Rewrite the listing from the line containing "[indicate] the red berry" through its final line, keeping every request as it stands, and raise each coordinate in the answer points by 56.

----

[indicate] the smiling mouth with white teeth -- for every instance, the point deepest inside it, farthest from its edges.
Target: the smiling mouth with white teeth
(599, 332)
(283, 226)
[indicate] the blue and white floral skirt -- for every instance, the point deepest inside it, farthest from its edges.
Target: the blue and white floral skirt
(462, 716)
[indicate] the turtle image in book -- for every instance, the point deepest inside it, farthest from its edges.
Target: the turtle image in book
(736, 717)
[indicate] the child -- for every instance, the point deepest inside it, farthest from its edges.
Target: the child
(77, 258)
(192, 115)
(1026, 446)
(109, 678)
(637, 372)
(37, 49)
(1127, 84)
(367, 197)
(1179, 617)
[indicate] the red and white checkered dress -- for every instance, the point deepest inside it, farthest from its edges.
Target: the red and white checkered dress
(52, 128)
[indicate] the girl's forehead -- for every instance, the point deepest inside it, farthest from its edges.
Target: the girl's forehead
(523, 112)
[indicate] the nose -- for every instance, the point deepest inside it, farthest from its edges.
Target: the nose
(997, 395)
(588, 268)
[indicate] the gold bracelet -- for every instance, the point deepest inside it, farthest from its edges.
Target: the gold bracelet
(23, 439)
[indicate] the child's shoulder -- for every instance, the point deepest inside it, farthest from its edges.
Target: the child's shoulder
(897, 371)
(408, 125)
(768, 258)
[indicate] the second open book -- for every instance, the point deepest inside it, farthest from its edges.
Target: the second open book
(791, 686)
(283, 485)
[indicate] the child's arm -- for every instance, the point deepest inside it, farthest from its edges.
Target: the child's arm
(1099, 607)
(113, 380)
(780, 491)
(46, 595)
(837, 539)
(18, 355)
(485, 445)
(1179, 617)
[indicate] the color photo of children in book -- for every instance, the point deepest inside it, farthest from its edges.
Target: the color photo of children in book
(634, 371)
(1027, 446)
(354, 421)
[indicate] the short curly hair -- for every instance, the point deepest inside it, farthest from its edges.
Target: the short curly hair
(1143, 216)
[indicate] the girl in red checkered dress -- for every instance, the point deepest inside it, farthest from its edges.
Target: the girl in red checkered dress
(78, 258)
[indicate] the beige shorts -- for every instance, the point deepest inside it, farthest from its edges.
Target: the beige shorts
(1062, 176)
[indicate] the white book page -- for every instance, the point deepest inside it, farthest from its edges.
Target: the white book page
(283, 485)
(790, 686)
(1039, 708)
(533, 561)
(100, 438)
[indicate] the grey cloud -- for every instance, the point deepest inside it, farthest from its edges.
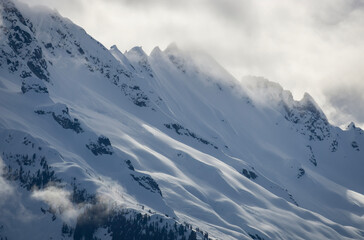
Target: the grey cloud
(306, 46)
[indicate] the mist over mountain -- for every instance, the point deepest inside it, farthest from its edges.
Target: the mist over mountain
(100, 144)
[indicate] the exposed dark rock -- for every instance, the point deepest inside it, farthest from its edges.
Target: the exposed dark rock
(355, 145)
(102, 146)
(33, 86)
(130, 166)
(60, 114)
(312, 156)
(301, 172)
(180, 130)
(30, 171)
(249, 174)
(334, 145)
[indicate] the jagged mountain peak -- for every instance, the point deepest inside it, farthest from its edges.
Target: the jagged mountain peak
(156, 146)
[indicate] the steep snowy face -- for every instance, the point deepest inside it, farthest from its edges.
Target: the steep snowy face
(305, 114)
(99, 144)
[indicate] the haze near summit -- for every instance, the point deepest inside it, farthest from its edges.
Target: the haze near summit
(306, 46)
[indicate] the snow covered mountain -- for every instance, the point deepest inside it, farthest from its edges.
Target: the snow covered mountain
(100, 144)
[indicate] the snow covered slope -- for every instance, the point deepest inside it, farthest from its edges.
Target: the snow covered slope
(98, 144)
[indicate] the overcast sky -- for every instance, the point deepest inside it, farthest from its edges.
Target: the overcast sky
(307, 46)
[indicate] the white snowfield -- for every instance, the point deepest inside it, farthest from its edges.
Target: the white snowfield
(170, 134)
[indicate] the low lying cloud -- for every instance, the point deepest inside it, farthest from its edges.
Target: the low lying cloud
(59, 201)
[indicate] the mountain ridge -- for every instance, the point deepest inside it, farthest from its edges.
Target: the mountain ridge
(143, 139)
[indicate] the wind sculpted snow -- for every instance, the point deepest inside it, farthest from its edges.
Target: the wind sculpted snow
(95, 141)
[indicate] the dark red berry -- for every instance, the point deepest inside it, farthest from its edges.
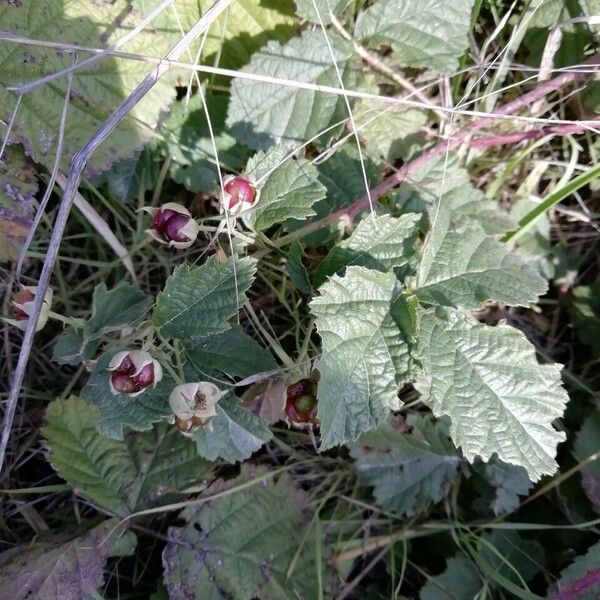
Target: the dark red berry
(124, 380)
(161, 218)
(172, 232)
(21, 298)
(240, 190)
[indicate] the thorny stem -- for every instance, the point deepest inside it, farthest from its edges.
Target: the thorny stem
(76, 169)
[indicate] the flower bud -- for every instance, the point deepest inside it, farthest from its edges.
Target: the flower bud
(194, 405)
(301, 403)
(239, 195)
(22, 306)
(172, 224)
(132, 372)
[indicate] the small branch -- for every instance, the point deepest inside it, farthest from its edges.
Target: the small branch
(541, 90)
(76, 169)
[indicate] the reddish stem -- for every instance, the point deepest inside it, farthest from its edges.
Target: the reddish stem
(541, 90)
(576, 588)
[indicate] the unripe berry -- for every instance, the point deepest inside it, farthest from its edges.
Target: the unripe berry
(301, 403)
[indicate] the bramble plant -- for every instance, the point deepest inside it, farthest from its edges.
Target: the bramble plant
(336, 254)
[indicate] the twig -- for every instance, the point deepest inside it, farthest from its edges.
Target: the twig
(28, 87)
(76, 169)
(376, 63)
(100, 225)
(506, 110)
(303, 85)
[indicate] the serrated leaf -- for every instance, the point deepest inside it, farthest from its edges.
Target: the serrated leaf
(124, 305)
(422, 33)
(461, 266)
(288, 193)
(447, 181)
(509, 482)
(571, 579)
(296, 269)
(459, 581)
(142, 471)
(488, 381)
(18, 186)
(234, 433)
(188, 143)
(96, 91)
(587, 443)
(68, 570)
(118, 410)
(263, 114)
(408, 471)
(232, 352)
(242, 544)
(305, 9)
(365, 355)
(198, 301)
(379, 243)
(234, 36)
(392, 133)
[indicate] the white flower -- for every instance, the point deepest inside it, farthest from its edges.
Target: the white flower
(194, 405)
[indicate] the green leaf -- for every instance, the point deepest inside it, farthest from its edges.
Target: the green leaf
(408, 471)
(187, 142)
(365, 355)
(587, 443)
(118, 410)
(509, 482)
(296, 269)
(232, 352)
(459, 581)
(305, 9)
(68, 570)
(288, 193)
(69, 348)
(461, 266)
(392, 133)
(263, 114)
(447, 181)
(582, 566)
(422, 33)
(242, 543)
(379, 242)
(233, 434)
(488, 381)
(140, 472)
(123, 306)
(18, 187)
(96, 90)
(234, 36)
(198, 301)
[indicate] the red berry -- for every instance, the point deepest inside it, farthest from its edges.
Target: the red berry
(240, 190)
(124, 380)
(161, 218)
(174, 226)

----

RESPONSE FOR THIS EXERCISE:
[indicate] the red berry -- for every instance, the point deepest inside it, farthest from its edges.
Target: the red berry
(296, 246)
(180, 436)
(217, 274)
(230, 282)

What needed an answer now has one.